** START **
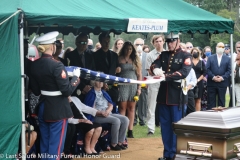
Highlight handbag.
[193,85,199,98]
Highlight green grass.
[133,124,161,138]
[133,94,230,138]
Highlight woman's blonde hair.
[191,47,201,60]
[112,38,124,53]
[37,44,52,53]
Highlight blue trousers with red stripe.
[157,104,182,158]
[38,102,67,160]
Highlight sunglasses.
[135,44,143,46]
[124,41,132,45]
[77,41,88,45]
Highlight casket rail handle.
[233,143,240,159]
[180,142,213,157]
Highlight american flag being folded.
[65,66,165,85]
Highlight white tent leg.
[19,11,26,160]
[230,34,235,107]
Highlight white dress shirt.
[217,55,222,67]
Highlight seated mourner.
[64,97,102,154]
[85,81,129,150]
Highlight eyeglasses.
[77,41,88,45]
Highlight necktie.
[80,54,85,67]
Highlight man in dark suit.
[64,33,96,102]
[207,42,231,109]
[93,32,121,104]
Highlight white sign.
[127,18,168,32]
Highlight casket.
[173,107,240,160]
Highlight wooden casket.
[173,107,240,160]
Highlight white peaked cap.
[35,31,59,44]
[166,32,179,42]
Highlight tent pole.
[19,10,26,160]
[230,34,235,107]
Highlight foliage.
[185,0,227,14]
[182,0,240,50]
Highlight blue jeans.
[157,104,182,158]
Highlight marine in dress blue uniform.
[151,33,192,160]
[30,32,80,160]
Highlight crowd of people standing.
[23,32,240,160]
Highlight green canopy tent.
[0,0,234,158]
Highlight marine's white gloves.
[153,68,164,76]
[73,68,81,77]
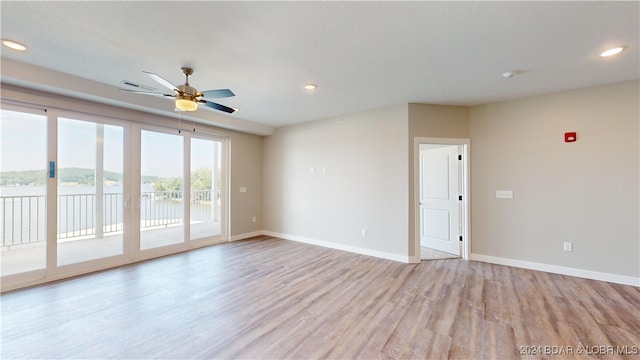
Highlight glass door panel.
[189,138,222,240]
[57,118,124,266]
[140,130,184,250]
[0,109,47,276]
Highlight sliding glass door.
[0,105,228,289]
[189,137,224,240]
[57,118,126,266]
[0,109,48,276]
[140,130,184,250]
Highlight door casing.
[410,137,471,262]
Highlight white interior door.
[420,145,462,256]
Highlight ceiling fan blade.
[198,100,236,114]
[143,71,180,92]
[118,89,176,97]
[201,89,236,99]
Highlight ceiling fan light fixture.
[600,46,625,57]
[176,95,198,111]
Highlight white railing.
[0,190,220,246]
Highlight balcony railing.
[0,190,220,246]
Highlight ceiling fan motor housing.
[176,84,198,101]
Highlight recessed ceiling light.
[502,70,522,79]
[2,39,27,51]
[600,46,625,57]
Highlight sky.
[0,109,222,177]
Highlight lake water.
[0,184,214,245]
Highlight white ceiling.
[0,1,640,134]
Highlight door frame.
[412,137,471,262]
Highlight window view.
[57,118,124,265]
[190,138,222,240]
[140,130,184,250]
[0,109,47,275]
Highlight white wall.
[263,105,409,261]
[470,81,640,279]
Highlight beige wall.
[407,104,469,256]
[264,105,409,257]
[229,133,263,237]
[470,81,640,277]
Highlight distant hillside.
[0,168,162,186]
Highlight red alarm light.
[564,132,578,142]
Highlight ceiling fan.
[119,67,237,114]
** END **
> Exercise prompt
Copy out all of the material above line for line, changing nothing, and leave the pictures out of your copy.

> Solution to this task
Highlight handbag.
[193,85,199,98]
Highlight green grass.
[133,124,161,138]
[133,94,230,138]
Highlight woman's blonde hair.
[191,47,201,60]
[112,38,124,53]
[37,44,52,53]
Highlight blue trousers with red stripe.
[157,104,182,158]
[38,102,67,160]
Highlight sunglasses.
[135,44,143,46]
[124,41,132,45]
[77,41,88,45]
Highlight casket rail handle.
[233,143,240,159]
[180,142,213,157]
Highlight american flag being folded.
[65,66,165,85]
Highlight white tent leg.
[19,11,26,160]
[230,34,235,107]
Highlight white dress shirt.
[217,55,222,67]
Highlight seated mourner.
[64,97,102,154]
[85,81,129,150]
Highlight eyeglasses.
[77,41,88,45]
Highlight necktie.
[80,54,85,67]
Highlight man in dark suit.
[64,33,96,102]
[207,42,231,109]
[93,32,121,104]
Highlight white sign.
[127,18,168,32]
Highlight casket.
[173,107,240,160]
Highlight wooden casket.
[173,107,240,160]
Highlight white peaked cap.
[35,31,59,44]
[166,32,179,42]
Highlight tent pole.
[19,10,26,160]
[230,34,235,107]
Highlight foliage.
[185,0,227,14]
[182,0,240,50]
Highlight blue jeans.
[157,104,182,158]
Highlight marine in dress blue uniform.
[151,33,192,160]
[30,32,80,160]
Highlight crowd of people standing.
[23,32,240,160]
Highlight green canopy tent.
[0,0,234,158]
Highlight marine's white gloves.
[153,68,164,76]
[73,68,81,77]
Highlight glass door panel.
[189,138,222,240]
[57,118,124,266]
[140,130,184,250]
[0,109,47,276]
Highlight sliding glass door.
[0,105,228,289]
[189,137,224,240]
[57,118,126,266]
[0,109,48,276]
[140,130,184,250]
Highlight door casing.
[410,137,471,262]
Highlight white interior door.
[420,145,462,256]
Highlight ceiling fan blade.
[198,100,236,114]
[143,71,180,92]
[118,89,176,97]
[201,89,236,99]
Highlight ceiling fan light fixture.
[600,46,625,57]
[176,95,198,111]
Highlight white railing.
[0,190,220,246]
Highlight balcony railing.
[0,190,220,246]
Highlight ceiling fan motor housing.
[176,84,198,101]
Highlight recessed ceiling light.
[502,70,522,79]
[2,39,27,51]
[600,46,625,57]
Highlight sky.
[0,109,222,177]
Highlight lake water.
[0,184,214,245]
Highlight white ceiling.
[0,1,640,134]
Highlight door frame.
[412,137,471,262]
Highlight window view.
[57,118,124,265]
[190,138,222,240]
[140,130,184,250]
[0,109,47,275]
Highlight white wall.
[263,105,409,261]
[470,81,640,279]
Highlight beige wall.
[407,104,469,256]
[264,105,409,257]
[229,133,263,237]
[470,81,640,277]
Highlight distant hillside.
[0,168,162,186]
Highlight red alarm light.
[564,132,578,142]
Highlight ceiling fan.
[119,67,237,114]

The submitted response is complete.